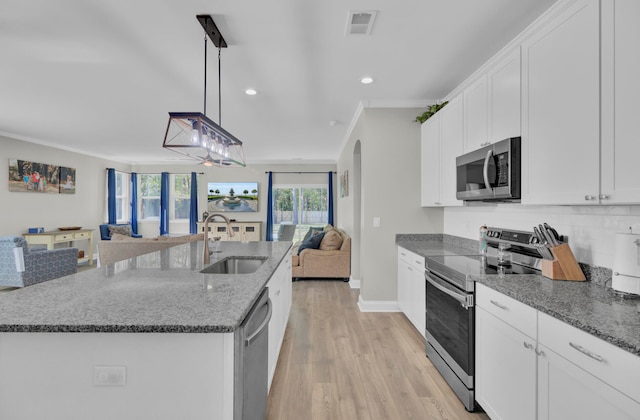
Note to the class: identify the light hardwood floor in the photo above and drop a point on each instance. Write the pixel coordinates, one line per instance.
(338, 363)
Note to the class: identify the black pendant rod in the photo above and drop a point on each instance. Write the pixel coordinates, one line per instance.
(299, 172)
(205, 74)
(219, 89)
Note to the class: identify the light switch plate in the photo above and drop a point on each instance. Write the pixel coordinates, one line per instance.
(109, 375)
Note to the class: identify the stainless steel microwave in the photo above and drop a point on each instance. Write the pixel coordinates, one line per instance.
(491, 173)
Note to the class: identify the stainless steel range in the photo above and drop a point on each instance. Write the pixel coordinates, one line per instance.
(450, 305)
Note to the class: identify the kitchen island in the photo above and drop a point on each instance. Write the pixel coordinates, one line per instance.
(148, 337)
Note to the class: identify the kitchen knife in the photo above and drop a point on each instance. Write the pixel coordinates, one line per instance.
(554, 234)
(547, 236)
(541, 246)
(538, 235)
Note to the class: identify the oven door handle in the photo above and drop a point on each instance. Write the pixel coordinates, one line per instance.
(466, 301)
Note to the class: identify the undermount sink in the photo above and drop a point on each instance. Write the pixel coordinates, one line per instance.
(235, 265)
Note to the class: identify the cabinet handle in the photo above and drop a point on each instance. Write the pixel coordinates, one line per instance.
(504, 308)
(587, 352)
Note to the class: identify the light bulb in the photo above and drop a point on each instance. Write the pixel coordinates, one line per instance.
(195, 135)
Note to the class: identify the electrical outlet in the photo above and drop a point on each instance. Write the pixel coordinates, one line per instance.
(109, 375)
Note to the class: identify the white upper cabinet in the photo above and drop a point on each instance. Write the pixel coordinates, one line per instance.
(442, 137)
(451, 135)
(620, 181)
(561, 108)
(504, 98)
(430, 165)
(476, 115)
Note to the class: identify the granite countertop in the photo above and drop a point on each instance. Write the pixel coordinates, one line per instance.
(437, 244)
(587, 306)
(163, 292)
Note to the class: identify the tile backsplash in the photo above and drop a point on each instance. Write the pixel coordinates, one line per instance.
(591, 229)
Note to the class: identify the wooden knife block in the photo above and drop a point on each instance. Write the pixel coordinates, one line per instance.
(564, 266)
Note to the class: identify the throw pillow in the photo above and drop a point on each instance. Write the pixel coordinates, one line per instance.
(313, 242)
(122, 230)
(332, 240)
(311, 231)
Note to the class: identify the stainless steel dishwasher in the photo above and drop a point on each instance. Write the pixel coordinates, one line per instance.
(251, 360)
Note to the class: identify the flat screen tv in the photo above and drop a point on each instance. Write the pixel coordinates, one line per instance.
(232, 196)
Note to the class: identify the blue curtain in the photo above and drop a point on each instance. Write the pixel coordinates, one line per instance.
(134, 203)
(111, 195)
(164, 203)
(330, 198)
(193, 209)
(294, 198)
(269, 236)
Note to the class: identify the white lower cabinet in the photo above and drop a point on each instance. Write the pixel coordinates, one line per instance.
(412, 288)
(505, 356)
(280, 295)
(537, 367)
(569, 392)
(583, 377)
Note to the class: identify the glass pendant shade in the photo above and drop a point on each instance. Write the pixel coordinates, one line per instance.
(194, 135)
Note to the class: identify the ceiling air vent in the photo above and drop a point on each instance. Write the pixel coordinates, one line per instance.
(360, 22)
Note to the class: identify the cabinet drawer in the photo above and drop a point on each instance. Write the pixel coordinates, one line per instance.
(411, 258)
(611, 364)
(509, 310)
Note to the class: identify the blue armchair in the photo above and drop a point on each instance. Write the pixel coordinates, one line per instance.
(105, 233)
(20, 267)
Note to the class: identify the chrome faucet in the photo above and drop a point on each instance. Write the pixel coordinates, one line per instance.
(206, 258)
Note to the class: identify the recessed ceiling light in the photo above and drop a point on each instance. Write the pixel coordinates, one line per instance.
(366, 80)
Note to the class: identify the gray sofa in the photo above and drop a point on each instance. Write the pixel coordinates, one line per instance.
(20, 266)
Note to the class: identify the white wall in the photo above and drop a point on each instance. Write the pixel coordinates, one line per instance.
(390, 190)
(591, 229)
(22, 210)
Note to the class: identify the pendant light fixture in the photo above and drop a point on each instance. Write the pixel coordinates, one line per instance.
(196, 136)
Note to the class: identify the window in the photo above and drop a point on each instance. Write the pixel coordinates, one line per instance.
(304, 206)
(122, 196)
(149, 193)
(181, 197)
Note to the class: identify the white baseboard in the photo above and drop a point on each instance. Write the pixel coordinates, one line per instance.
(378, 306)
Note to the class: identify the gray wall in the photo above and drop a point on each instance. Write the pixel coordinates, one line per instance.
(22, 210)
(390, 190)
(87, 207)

==

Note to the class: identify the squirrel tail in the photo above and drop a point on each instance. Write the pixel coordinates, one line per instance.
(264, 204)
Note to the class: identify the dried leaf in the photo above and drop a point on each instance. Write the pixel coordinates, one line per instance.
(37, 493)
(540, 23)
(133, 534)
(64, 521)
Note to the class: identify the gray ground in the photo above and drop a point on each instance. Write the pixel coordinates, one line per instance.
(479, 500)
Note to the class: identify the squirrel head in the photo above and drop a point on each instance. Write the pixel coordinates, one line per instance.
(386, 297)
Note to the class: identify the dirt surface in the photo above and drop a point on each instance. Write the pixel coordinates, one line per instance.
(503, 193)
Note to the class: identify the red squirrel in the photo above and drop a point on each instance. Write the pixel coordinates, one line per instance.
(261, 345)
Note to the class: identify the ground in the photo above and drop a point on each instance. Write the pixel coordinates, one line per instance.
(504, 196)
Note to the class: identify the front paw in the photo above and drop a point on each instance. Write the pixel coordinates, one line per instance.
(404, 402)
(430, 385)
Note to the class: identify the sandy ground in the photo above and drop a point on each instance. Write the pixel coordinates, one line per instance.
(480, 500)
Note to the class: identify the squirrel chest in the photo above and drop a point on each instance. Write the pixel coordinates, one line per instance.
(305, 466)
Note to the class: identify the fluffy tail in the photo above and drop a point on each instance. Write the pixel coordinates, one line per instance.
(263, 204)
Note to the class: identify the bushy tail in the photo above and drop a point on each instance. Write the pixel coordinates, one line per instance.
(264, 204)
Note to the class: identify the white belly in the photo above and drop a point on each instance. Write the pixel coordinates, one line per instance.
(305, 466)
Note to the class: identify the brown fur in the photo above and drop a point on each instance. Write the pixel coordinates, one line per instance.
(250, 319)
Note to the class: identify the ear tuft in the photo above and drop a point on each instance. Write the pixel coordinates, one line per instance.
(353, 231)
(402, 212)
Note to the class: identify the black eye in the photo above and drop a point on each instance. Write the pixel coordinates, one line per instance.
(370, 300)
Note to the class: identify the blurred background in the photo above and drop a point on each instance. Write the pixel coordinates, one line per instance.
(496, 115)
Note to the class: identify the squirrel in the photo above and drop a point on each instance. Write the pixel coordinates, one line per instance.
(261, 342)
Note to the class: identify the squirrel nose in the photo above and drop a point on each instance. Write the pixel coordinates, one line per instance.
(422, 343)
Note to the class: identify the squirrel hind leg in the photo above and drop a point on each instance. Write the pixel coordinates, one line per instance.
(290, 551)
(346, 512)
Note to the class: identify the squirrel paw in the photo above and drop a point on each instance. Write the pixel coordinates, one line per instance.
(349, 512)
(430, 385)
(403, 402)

---

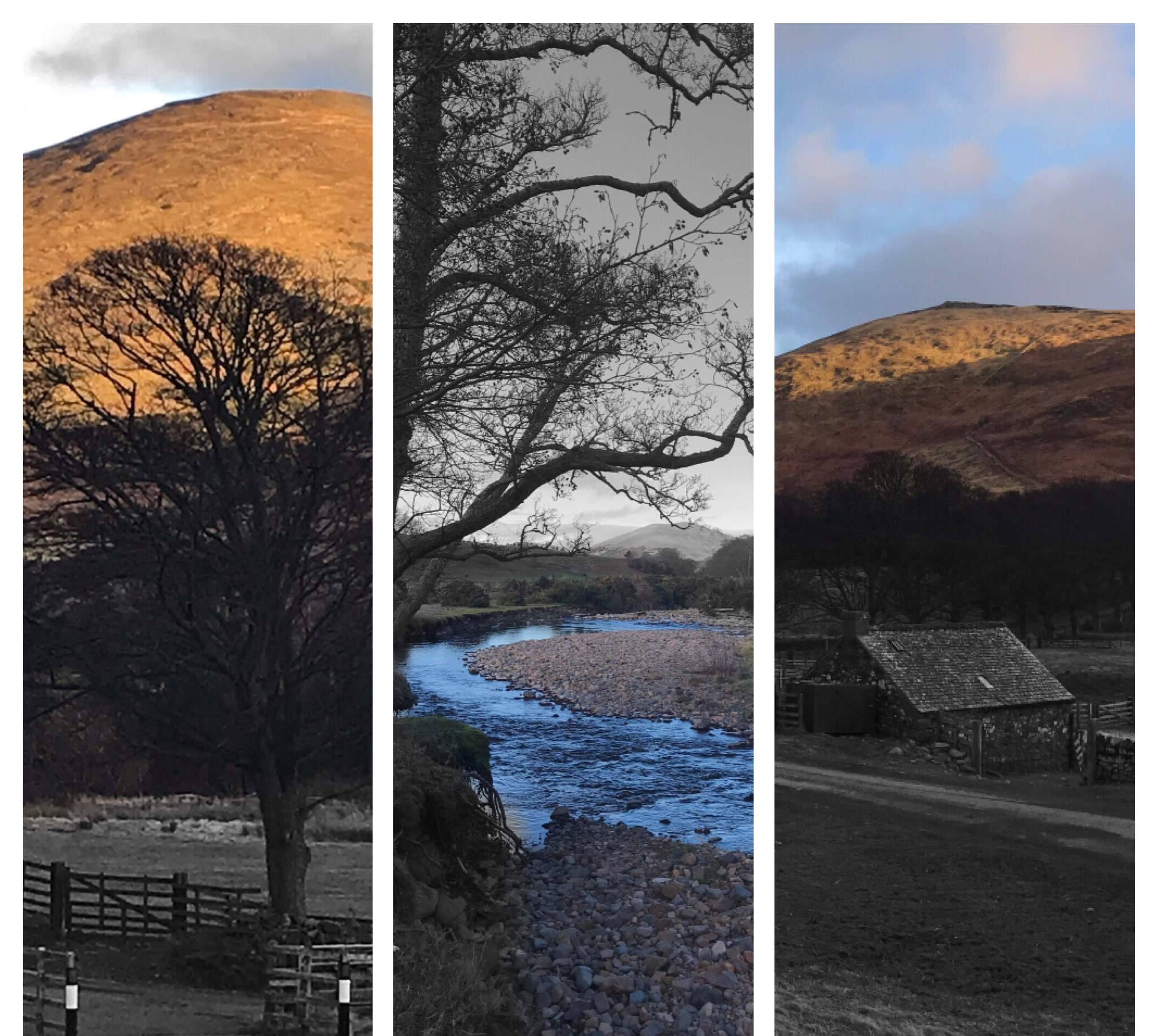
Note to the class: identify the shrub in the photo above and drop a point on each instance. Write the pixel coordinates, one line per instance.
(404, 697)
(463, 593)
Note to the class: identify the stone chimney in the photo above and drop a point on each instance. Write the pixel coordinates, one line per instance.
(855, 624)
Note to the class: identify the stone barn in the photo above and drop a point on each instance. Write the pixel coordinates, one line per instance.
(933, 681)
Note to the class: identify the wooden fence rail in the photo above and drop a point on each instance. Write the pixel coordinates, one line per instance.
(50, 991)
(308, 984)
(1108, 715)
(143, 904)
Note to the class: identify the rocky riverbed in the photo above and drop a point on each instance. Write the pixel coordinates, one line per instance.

▶ Goal
Return every line of the entries above that contains the word "blue".

▶ Problem solution
Note to the class: identify the blue curtain in the photo above and drop a point on each instance. Write the pixel coordinates, one line per instance.
Note to the class: identify the blue armchair in the photo above and drop a point on each instance. Write the pixel coordinates, one line per instance.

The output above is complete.